Textauszug:
━━━━━━━━

Arzneimittelproduktion in Pflanzen

Einige Pflanzen haben von Natur aus eine heilende Wirkung, andere können zumindest zur Herstellung von Medikamente angeregt werden. Die Biofabriken produzieren Impfstoffe oder Enzyme mit weitaus weniger finanziellem Aufwand als ihre Kollegen aus der Bakterienkultur. Auch neue Antibiotika können effektiv aus Pflanzenzellen gewonnen werden.

Dass die Wirkung pflanzlicher Medikamente nicht auf Einbildung beruht sondern sich auf pharmazeutisch aktive Substanzen zurückführen lässt, ist in zahlreichen Fällen bewiesen. Ob Kamille bei Magenbeschwerden oder Baldrian zur Linderung von Schlaflosigkeit, die Liste von pflanzlichen Helfern ist lang.

Pflanzen als Biofabriken

Weniger bekannt ist die Tatsache, dass Pflanzen auch gezielt zur Produktion von Impfstoffen oder anderen therapeutisch wirksamen Substanzen eingesetzt werden, die bisher hauptsächlich in Bakterienkulturen hergestellt werden.

Dazu werden in die Pflanzenzellen Genabschnitte eingeschleust, die für pharmazeutisch interessante Proteine kodieren. Hauptsächlich Impfstoffe, aber auch Enzyme zur Behandlung unterschiedlichster Stoffwechselstörungen, stehen auf der Forschungsagenda.

━━━━━━━━

Datenauszug:
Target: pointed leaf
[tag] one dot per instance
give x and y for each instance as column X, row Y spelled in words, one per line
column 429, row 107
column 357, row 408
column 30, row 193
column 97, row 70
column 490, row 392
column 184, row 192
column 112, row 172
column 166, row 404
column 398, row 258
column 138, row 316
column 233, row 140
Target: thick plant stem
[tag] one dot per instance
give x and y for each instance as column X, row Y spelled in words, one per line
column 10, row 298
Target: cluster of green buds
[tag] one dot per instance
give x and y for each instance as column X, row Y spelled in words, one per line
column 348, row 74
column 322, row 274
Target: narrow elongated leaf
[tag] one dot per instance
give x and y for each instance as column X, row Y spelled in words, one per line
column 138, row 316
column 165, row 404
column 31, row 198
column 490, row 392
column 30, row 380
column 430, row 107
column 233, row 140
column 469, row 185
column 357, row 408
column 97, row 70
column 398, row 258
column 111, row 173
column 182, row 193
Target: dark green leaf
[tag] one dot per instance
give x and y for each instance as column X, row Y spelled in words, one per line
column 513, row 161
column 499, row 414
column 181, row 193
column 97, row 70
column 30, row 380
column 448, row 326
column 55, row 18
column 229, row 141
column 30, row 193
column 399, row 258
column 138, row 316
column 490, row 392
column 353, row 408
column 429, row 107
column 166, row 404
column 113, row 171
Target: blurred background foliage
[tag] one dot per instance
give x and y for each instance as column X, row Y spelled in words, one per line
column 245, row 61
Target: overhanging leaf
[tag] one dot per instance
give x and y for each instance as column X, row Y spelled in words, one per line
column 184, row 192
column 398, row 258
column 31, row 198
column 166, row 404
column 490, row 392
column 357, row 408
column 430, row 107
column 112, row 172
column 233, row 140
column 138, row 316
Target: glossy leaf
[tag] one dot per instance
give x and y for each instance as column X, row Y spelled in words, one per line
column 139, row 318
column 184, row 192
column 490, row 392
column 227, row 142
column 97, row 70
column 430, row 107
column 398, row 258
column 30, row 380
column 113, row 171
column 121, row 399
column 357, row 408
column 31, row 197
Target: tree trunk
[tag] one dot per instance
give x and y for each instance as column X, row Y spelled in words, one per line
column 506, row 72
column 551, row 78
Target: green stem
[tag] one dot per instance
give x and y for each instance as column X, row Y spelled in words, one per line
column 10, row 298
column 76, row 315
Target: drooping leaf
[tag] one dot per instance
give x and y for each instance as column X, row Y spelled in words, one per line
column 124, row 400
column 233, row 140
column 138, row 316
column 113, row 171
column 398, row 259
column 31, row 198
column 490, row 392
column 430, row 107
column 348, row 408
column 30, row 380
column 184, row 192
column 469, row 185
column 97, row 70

━━━━━━━━

Arbeitsauftrag:
Beantworte anhand des Texts über Arzneimittelproduktion in Pflanzen kurz diese Fragen:
(a) Welche zwei Pflanzen nennt der Text als pflanzliche Helfer, und wogegen helfen sie jeweils?
(b) Worin werden Impfstoffe und andere therapeutisch wirksame Substanzen bisher hauptsächlich hergestellt?
(c) Was wird in die Pflanzenzellen eingeschleust, damit sie solche Substanzen produzieren?

Schriftliche Lösung:
(a) Kamille bei Magenbeschwerden und Baldrian zur Linderung von Schlaflosigkeit.
(b) In Bakterienkulturen.
(c) Genabschnitte, die für pharmazeutisch interessante Proteine kodieren.